_SET TASK_
Find every line in the data below that contains the word "metal", and copy those lines without changing them.

_GIVEN RECORDS_
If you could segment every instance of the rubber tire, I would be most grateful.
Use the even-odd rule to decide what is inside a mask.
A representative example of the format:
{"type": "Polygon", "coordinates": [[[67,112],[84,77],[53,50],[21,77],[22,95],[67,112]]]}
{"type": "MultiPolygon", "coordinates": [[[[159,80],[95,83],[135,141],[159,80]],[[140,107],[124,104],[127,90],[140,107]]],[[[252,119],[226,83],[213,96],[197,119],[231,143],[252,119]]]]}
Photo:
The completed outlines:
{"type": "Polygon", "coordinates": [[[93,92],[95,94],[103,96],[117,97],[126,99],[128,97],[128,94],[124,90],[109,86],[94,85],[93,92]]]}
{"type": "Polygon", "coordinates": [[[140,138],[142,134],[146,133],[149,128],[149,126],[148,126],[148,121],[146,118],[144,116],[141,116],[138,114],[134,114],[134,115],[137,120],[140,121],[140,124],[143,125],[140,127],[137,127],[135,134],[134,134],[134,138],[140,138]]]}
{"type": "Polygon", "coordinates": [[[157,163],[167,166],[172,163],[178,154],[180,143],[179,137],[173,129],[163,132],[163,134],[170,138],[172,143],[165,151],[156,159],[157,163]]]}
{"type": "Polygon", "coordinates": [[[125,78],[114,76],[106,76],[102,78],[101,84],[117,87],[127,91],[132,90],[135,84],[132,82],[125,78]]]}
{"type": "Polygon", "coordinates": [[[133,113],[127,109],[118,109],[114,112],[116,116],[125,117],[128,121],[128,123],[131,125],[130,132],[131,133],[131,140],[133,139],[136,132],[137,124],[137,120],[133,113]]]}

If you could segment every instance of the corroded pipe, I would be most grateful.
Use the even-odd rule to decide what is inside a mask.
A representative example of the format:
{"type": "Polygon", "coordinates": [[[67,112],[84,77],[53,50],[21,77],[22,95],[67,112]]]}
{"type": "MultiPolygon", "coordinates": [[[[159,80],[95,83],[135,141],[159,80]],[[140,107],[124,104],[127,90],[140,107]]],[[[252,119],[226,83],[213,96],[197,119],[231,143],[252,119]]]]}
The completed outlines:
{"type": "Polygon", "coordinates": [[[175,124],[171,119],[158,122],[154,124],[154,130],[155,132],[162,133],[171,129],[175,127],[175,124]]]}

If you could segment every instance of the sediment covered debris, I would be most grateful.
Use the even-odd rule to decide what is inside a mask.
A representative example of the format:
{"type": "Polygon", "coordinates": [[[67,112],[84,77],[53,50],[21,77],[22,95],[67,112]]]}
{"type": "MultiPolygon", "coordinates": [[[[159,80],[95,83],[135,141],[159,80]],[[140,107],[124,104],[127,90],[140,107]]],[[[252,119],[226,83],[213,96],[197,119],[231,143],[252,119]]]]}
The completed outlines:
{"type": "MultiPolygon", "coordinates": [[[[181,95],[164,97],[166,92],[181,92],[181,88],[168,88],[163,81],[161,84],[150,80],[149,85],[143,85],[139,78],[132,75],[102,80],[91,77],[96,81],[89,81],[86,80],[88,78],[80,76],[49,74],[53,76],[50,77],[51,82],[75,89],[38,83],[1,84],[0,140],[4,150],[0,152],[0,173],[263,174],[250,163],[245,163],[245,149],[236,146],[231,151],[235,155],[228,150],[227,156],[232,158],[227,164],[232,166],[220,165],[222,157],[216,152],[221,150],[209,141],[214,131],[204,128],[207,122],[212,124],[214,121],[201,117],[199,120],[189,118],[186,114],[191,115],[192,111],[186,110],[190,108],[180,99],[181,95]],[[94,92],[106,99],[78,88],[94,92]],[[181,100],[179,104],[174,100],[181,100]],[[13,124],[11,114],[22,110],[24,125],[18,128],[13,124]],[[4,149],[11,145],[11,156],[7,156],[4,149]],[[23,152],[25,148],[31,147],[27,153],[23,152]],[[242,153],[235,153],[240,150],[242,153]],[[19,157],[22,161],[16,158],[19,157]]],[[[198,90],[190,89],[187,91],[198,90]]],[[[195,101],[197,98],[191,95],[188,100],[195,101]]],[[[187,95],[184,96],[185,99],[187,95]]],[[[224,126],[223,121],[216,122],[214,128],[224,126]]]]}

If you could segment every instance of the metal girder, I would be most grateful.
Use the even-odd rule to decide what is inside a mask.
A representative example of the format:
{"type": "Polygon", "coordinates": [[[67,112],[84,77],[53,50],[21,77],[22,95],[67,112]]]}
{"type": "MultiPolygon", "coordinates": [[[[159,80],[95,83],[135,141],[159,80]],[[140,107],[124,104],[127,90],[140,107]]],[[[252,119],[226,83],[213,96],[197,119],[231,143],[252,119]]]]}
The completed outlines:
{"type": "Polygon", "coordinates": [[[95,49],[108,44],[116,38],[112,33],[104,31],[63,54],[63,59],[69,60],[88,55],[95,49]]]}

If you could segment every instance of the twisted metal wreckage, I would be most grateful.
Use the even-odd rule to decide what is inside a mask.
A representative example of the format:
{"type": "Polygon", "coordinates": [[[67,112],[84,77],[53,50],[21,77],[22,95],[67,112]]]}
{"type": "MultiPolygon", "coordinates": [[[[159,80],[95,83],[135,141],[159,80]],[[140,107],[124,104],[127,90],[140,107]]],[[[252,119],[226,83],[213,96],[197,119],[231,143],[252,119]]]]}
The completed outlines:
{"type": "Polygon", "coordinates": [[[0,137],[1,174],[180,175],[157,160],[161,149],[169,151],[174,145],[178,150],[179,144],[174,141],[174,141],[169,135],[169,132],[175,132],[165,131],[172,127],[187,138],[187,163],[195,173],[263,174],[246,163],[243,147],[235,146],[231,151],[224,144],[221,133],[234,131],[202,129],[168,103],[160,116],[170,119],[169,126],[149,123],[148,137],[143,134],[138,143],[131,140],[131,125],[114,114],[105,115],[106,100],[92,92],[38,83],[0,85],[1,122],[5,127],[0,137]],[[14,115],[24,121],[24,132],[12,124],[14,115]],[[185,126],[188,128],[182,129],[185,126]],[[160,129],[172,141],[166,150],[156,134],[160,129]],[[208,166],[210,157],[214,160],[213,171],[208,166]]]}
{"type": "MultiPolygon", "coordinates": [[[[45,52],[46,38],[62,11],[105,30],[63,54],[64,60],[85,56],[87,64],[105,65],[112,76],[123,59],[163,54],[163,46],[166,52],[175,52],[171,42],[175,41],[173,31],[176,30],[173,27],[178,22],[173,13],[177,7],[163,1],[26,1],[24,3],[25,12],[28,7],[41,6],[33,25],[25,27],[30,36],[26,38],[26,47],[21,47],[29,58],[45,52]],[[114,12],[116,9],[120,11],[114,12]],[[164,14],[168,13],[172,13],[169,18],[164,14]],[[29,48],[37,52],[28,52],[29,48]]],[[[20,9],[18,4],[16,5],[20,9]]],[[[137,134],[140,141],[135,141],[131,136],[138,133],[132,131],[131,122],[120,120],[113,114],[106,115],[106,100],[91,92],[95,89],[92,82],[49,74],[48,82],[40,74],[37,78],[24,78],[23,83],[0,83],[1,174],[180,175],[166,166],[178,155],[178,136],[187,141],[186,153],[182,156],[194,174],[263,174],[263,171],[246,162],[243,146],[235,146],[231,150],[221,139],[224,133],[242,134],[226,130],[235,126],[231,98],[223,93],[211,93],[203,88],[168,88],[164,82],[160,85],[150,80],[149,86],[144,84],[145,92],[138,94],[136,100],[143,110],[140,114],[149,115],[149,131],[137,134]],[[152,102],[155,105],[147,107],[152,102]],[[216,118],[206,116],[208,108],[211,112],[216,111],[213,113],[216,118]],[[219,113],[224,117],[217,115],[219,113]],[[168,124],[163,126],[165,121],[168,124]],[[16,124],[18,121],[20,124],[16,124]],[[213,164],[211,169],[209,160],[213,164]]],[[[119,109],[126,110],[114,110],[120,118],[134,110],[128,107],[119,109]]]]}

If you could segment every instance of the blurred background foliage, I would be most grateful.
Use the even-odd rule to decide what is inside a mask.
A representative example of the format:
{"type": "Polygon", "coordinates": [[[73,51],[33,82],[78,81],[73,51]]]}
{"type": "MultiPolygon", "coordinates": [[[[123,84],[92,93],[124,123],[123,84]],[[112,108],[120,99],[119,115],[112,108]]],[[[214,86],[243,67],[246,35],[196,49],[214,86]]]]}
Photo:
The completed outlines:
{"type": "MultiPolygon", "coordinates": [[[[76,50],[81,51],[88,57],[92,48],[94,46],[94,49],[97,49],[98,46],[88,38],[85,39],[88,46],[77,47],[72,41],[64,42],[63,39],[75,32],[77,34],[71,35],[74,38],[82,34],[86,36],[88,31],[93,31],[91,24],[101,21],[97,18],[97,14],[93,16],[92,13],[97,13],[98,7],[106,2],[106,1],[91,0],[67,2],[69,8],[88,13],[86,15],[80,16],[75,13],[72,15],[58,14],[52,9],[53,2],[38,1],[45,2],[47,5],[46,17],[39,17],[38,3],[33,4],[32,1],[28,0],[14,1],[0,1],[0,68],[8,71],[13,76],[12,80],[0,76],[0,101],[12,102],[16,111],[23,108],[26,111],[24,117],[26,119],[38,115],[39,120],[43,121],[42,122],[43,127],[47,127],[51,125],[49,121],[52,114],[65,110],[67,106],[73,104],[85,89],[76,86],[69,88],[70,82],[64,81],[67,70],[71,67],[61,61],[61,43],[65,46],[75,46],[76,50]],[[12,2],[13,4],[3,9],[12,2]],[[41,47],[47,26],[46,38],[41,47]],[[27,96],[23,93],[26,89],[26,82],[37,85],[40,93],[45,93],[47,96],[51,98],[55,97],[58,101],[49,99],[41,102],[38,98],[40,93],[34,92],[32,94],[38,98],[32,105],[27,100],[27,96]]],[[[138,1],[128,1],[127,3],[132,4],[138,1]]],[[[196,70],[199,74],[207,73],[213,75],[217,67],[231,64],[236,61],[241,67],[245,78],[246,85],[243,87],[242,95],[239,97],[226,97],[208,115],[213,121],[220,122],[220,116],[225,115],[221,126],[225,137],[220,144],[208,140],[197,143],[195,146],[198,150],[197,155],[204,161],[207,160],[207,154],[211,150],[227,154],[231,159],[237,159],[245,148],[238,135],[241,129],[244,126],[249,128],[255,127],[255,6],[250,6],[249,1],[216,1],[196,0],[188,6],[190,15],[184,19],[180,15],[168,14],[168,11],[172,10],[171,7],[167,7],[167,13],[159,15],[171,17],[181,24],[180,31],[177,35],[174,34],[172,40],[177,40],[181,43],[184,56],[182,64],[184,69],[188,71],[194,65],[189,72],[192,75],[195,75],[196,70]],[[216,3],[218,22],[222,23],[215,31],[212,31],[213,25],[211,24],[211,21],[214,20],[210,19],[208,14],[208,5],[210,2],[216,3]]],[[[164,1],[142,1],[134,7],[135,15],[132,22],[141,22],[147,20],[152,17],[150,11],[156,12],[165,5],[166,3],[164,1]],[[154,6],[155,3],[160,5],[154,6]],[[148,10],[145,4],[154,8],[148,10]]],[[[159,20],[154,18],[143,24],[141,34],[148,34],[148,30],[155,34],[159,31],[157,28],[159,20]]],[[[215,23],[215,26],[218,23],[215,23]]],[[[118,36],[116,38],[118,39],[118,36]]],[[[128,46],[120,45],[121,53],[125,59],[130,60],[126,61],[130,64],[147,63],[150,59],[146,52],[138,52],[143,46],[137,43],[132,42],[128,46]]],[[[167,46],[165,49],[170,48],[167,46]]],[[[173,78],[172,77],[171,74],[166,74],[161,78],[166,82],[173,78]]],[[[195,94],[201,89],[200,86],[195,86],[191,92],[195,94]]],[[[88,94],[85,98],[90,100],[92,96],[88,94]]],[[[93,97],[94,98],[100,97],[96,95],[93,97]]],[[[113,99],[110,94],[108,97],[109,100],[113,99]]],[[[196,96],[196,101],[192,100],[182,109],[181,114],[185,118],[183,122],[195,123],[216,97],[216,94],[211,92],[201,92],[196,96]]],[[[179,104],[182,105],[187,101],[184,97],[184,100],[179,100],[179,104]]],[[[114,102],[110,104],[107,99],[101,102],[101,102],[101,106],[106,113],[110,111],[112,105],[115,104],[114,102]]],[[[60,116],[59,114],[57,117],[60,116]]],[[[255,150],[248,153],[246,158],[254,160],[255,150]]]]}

_CORRECT RESULT_
If you could segment every instance of the metal girder, I would be most grateful.
If you could segment every instance of the twisted metal wreckage, I would be most grateful.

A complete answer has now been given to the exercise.